◆ WHAT IS NEEDED
Please copy out every line of the listing below, keeping each character unchanged.

◆ SOURCE MATERIAL
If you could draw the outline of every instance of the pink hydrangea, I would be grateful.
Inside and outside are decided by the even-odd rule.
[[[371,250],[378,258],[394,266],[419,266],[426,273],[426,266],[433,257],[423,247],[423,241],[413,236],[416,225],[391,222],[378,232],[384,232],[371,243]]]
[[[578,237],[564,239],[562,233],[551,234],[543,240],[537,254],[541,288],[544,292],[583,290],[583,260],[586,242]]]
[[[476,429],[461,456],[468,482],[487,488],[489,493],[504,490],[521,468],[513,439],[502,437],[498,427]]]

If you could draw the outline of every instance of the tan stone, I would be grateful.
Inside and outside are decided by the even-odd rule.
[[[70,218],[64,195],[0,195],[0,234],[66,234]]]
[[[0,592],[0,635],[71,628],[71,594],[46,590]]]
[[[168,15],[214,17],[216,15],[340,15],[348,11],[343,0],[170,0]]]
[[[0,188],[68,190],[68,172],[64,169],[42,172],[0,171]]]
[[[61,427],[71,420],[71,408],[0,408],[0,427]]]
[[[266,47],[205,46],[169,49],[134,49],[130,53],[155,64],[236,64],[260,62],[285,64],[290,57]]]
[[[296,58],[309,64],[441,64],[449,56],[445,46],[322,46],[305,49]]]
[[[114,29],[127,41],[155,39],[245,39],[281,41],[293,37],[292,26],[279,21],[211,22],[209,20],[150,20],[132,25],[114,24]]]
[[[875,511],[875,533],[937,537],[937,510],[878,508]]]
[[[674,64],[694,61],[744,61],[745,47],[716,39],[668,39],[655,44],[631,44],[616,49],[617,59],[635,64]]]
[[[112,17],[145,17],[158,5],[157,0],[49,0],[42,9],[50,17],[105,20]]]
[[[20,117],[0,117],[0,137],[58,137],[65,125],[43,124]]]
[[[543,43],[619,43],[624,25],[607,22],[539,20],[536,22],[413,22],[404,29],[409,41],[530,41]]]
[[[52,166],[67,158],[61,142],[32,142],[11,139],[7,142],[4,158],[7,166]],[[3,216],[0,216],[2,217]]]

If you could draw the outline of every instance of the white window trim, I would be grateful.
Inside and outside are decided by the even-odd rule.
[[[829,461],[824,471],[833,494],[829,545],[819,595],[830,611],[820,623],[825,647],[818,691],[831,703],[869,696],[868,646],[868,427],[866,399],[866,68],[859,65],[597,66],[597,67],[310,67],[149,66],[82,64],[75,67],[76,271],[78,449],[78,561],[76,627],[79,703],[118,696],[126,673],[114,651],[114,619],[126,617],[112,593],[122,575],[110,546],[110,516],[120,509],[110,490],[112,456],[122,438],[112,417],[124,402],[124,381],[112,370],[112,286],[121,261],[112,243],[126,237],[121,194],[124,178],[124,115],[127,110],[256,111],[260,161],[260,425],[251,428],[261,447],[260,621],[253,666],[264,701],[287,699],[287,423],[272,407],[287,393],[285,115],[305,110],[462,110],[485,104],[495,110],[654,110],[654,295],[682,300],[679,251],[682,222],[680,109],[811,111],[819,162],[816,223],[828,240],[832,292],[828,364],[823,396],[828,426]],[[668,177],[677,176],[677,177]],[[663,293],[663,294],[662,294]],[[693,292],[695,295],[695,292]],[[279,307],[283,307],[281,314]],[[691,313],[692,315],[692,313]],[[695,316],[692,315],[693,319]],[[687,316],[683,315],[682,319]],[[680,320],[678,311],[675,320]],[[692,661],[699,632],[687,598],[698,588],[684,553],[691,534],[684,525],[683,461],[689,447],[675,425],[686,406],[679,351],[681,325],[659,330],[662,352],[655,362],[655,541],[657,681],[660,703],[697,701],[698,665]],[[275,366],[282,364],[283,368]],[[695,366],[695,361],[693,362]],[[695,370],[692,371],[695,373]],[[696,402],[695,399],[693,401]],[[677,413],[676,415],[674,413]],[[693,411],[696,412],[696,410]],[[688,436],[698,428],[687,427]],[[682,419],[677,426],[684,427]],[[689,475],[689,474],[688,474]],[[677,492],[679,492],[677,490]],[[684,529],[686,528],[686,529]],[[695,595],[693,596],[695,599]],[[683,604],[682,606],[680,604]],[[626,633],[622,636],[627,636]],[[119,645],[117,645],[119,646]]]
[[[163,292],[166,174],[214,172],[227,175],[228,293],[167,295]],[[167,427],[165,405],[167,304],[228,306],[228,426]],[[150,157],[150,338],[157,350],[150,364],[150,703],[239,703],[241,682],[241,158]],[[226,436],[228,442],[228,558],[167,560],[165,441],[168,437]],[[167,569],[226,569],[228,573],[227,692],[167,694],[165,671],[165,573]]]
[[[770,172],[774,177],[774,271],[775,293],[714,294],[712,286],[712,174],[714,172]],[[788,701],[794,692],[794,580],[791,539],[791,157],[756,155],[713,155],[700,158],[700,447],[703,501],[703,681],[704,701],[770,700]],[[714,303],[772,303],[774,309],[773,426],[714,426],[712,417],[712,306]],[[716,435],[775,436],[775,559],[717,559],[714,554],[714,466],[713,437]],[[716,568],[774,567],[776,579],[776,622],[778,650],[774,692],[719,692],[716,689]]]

◆ RESULT OF THIS TASK
If you could draw the outline of every instance of the pink hydrangea, I would be grateful.
Inside and outside are decided by the even-odd rule.
[[[371,250],[378,258],[394,266],[419,266],[426,273],[426,266],[433,257],[423,247],[423,241],[413,236],[416,225],[391,222],[378,232],[384,232],[371,243]]]
[[[578,237],[564,239],[562,233],[551,234],[543,240],[537,254],[541,288],[544,292],[583,290],[583,260],[586,242]]]
[[[476,429],[461,456],[468,482],[487,488],[489,493],[504,490],[521,468],[513,439],[502,437],[498,427]]]

If you could draw the outline of every instance of the tan stone, I would be grateful.
Inside and outside are decided by the even-odd rule.
[[[70,218],[64,195],[0,195],[0,234],[66,234]]]
[[[0,592],[0,635],[71,628],[71,594],[46,590]]]
[[[168,15],[214,17],[216,15],[340,15],[348,11],[343,0],[170,0]]]
[[[0,188],[68,190],[68,172],[64,169],[42,172],[0,171]]]
[[[61,427],[71,420],[71,408],[0,408],[0,427]]]
[[[266,47],[205,46],[169,49],[134,49],[130,53],[155,64],[236,64],[260,62],[285,64],[290,57]]]
[[[296,58],[309,64],[441,64],[449,56],[445,46],[322,46],[305,49]]]
[[[114,29],[127,41],[155,39],[245,39],[281,41],[293,37],[292,26],[279,21],[211,22],[209,20],[150,20],[132,25],[114,24]]]
[[[875,511],[875,533],[937,537],[937,510],[878,508]]]
[[[674,64],[694,61],[744,61],[745,47],[716,39],[668,39],[655,44],[631,44],[616,49],[617,59],[635,64]]]
[[[112,17],[145,17],[158,5],[157,0],[49,0],[42,9],[50,17],[105,20]]]
[[[20,117],[0,117],[0,137],[58,137],[65,125],[43,124]]]
[[[543,43],[619,43],[624,25],[607,22],[539,20],[536,22],[413,22],[404,29],[409,41],[530,41]]]
[[[52,166],[67,158],[61,142],[32,142],[11,139],[7,142],[4,158],[7,166]],[[3,216],[0,216],[2,217]]]

If you could draw the outline of every instance of the white window trim, I would be grateful.
Inside and outside are decided by the even-odd rule.
[[[829,461],[824,471],[833,494],[829,545],[819,595],[830,611],[820,623],[825,647],[818,691],[831,703],[869,696],[868,646],[868,427],[866,399],[866,68],[859,65],[597,66],[597,67],[310,67],[149,66],[82,64],[75,67],[76,271],[78,449],[78,561],[76,627],[79,703],[118,696],[126,673],[114,651],[114,619],[126,617],[112,593],[122,575],[110,546],[110,516],[120,509],[110,490],[112,456],[122,438],[112,417],[124,402],[124,381],[112,370],[112,286],[121,261],[112,243],[126,237],[121,194],[124,178],[124,115],[127,110],[256,111],[260,161],[260,425],[251,428],[261,447],[260,621],[253,666],[264,701],[287,699],[287,423],[272,407],[287,393],[285,115],[305,110],[462,110],[485,104],[495,110],[654,110],[654,295],[682,300],[679,251],[682,222],[680,109],[811,111],[819,162],[816,223],[828,240],[832,292],[828,364],[823,396],[828,426]],[[668,177],[677,176],[677,177]],[[663,293],[663,294],[662,294]],[[693,292],[695,295],[695,292]],[[279,307],[283,307],[281,314]],[[691,313],[692,315],[692,313]],[[695,316],[692,315],[693,319]],[[687,316],[683,315],[682,319]],[[680,320],[678,311],[675,320]],[[692,661],[699,632],[687,598],[698,588],[684,553],[691,534],[684,525],[683,461],[689,447],[675,425],[686,406],[679,351],[681,325],[659,330],[662,352],[655,362],[655,541],[657,681],[660,703],[697,701],[698,665]],[[275,366],[282,364],[283,368]],[[695,366],[695,361],[693,362]],[[695,370],[692,371],[695,373]],[[696,402],[695,399],[693,401]],[[677,413],[676,415],[674,413]],[[693,411],[696,412],[696,410]],[[688,436],[698,428],[687,427]],[[682,419],[677,426],[684,427]],[[689,475],[689,474],[688,474]],[[677,492],[679,492],[677,490]],[[684,529],[686,528],[686,529]],[[695,595],[693,596],[695,599]],[[683,604],[682,606],[680,604]],[[626,633],[622,636],[627,636]],[[119,645],[117,645],[119,646]]]
[[[163,292],[166,174],[214,172],[227,175],[228,293],[167,295]],[[167,427],[165,405],[167,304],[228,306],[228,426]],[[150,157],[150,338],[157,350],[150,364],[150,703],[239,703],[241,682],[241,158]],[[226,436],[228,442],[228,558],[167,560],[165,441],[168,437]],[[167,569],[226,569],[228,573],[227,692],[167,694],[165,671],[165,573]]]
[[[770,172],[774,177],[774,271],[775,293],[714,294],[712,286],[712,174],[714,172]],[[788,701],[794,692],[794,580],[791,539],[791,157],[756,155],[713,155],[700,158],[700,447],[703,501],[703,681],[704,701],[770,700]],[[714,303],[772,303],[774,309],[773,426],[714,426],[712,417],[712,306]],[[716,435],[775,436],[775,559],[717,559],[714,554],[714,466],[713,437]],[[716,568],[774,567],[776,579],[776,622],[778,650],[774,692],[719,692],[716,689]]]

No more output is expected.